> Given data:

#####

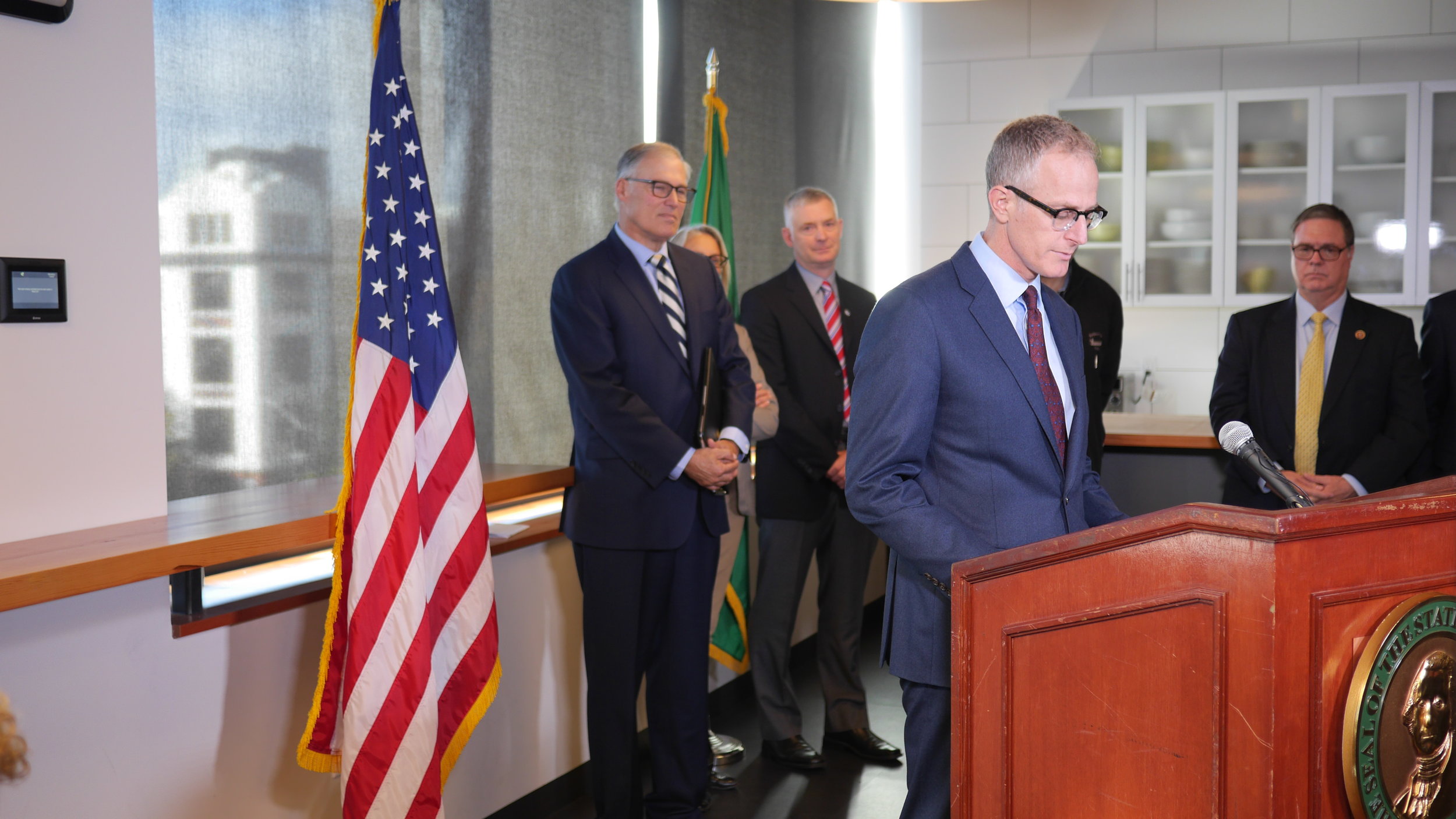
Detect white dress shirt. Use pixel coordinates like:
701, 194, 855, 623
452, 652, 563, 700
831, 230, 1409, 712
612, 224, 748, 481
971, 233, 1077, 439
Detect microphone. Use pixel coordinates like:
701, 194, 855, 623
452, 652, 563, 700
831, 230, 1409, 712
1219, 421, 1315, 509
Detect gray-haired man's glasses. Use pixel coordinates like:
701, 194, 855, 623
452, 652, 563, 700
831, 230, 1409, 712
1006, 185, 1107, 230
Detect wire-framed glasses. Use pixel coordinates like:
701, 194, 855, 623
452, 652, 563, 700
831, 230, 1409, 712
1006, 185, 1107, 230
628, 176, 698, 203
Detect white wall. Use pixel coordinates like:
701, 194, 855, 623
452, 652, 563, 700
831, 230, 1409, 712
920, 0, 1456, 414
0, 0, 168, 543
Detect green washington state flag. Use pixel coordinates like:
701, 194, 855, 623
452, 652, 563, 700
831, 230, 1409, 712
690, 87, 748, 673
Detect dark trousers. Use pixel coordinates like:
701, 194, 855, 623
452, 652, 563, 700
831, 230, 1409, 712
900, 679, 951, 819
748, 496, 875, 740
574, 510, 718, 819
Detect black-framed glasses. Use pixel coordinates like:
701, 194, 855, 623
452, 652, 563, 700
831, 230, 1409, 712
1290, 245, 1350, 262
628, 176, 698, 203
1006, 185, 1107, 230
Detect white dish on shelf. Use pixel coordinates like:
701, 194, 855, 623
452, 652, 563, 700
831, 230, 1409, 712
1159, 221, 1213, 242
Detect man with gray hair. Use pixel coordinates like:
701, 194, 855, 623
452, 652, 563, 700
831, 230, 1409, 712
846, 117, 1126, 819
743, 188, 900, 769
550, 143, 754, 819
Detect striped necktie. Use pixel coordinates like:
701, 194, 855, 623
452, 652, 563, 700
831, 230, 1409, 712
820, 281, 849, 429
651, 253, 687, 360
1295, 313, 1325, 475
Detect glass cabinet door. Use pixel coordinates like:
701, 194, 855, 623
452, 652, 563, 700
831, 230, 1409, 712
1417, 82, 1456, 300
1321, 83, 1417, 305
1053, 98, 1133, 302
1135, 93, 1225, 305
1225, 87, 1319, 305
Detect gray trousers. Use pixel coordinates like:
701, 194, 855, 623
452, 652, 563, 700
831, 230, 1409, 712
748, 496, 877, 740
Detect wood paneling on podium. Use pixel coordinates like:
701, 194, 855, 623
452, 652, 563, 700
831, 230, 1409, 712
951, 478, 1456, 819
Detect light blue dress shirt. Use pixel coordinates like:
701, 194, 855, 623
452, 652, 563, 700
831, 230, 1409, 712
612, 224, 748, 481
971, 233, 1077, 439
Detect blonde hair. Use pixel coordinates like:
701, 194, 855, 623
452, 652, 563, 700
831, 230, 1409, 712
0, 692, 31, 781
986, 114, 1098, 189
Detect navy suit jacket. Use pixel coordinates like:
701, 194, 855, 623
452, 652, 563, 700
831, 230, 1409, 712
550, 230, 754, 549
846, 243, 1126, 686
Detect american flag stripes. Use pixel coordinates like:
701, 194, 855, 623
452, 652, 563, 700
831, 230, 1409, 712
299, 0, 501, 819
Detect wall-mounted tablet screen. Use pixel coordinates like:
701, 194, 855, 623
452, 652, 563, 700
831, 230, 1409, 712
0, 258, 66, 323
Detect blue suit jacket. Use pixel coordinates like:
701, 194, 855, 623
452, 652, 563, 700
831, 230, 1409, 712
550, 232, 754, 549
846, 243, 1126, 686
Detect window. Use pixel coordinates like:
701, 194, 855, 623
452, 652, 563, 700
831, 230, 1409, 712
192, 270, 233, 310
192, 337, 233, 383
153, 0, 376, 500
186, 213, 233, 245
192, 407, 233, 455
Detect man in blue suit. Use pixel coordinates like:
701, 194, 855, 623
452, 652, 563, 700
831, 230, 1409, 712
846, 117, 1126, 819
550, 143, 754, 819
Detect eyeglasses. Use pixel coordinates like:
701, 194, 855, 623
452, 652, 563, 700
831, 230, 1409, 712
1006, 185, 1107, 230
628, 176, 698, 203
1290, 245, 1350, 262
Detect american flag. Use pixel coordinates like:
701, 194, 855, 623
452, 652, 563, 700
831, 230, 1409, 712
299, 0, 501, 819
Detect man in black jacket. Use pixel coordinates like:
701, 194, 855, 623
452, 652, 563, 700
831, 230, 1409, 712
1421, 290, 1456, 478
743, 188, 900, 769
1042, 256, 1123, 472
1208, 204, 1427, 509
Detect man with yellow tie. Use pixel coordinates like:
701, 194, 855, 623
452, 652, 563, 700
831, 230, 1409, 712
1208, 204, 1427, 509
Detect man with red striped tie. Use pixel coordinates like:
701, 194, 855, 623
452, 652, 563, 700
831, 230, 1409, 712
741, 188, 900, 769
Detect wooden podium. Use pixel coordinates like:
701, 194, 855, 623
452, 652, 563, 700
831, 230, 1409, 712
951, 478, 1456, 819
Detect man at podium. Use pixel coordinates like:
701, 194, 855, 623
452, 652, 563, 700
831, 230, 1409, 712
846, 115, 1126, 819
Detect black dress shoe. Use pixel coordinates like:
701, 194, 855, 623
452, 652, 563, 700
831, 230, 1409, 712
824, 729, 900, 762
763, 735, 824, 771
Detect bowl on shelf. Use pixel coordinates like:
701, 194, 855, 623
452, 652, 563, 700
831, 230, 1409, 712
1239, 140, 1305, 168
1159, 221, 1213, 242
1088, 218, 1123, 242
1350, 134, 1405, 165
1182, 147, 1213, 169
1097, 144, 1123, 174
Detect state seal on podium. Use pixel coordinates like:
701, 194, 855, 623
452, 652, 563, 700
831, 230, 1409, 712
1342, 593, 1456, 819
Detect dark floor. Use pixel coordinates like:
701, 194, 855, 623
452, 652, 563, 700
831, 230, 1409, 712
546, 603, 906, 819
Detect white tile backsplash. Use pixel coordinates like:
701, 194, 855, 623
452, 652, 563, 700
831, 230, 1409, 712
920, 122, 1003, 185
1031, 0, 1159, 57
1158, 0, 1290, 48
1123, 308, 1222, 370
1289, 0, 1432, 40
920, 185, 970, 245
920, 0, 1028, 63
1360, 34, 1456, 83
1092, 48, 1223, 96
920, 63, 967, 124
1223, 40, 1357, 89
967, 57, 1092, 122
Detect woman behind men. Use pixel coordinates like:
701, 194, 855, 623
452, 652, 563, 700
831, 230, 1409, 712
673, 224, 779, 765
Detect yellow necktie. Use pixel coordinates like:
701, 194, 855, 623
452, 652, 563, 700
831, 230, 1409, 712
1295, 313, 1325, 475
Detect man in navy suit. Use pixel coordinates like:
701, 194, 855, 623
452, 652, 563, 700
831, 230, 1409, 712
550, 143, 754, 819
846, 117, 1126, 819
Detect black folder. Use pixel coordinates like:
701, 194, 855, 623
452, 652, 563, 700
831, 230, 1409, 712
698, 347, 724, 446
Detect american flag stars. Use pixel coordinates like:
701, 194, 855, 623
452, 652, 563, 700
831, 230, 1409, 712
358, 65, 456, 398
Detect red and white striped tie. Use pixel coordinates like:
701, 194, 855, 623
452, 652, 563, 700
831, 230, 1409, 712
820, 281, 849, 427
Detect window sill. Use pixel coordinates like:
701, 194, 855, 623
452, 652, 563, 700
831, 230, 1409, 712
0, 464, 574, 617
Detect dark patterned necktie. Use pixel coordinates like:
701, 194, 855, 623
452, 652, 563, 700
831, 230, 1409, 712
1022, 284, 1068, 465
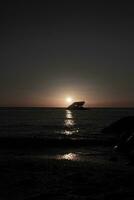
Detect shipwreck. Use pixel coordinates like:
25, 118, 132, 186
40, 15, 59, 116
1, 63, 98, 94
67, 101, 86, 110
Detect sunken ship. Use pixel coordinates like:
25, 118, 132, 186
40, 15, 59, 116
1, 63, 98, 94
67, 101, 86, 110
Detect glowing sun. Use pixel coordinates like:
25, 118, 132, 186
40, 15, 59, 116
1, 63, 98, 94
66, 97, 73, 103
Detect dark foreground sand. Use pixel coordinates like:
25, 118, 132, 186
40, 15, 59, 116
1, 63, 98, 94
0, 144, 134, 200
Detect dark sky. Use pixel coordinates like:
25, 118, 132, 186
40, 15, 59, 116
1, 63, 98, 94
0, 0, 134, 106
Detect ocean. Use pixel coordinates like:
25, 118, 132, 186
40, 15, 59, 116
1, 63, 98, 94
0, 108, 134, 139
0, 108, 134, 161
0, 108, 134, 200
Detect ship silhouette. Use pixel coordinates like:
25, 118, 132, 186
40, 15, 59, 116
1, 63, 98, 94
67, 101, 86, 110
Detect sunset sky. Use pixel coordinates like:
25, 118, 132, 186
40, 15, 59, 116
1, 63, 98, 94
0, 1, 134, 107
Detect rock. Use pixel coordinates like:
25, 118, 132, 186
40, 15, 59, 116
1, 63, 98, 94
102, 116, 134, 155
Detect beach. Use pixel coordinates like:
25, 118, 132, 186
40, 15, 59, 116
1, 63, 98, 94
0, 109, 134, 200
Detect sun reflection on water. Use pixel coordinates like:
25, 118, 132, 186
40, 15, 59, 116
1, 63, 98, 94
63, 110, 79, 135
57, 153, 79, 161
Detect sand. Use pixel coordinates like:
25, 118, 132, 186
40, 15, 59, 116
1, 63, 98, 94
0, 143, 134, 200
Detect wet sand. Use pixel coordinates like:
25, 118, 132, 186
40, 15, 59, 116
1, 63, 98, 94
0, 141, 134, 200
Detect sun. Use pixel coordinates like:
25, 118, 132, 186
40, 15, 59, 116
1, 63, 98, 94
66, 97, 73, 103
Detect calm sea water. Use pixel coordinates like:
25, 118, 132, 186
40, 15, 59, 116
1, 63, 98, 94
0, 108, 134, 138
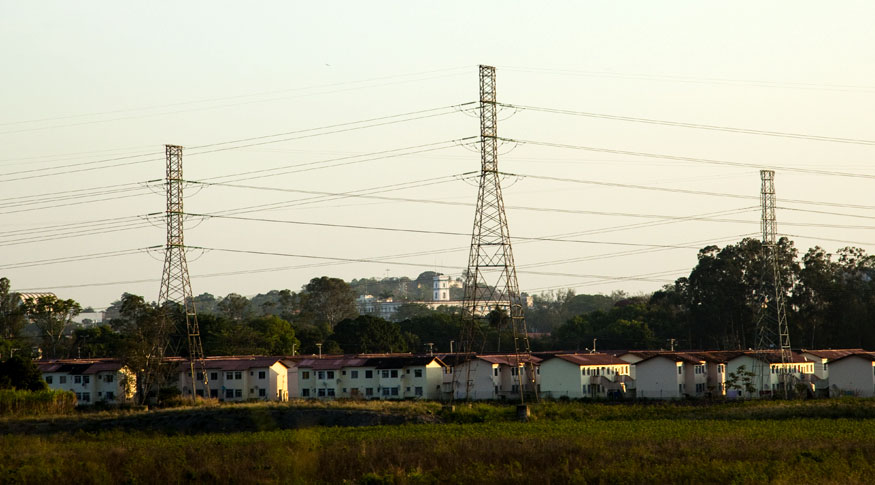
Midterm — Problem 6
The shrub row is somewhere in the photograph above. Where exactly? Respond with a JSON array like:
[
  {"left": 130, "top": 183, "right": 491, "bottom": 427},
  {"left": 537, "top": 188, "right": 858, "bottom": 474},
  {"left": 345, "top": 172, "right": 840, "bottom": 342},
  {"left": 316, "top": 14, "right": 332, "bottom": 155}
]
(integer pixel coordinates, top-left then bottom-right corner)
[{"left": 0, "top": 389, "right": 76, "bottom": 416}]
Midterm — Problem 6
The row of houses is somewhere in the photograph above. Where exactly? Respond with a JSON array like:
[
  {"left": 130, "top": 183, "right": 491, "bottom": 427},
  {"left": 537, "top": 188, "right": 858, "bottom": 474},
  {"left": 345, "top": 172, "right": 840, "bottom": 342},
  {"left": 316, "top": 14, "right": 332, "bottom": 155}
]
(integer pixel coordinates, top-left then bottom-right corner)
[{"left": 38, "top": 349, "right": 875, "bottom": 404}]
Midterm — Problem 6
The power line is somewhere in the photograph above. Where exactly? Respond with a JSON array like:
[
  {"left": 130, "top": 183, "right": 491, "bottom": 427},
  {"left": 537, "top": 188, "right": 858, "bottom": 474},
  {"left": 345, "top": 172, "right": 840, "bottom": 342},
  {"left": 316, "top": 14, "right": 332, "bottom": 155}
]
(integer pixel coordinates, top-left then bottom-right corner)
[
  {"left": 501, "top": 103, "right": 875, "bottom": 146},
  {"left": 501, "top": 138, "right": 875, "bottom": 179}
]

#####

> Task to carry out: How many lines in the records above contain the word "gray"? Reply with only the number.

> Solved problem: 3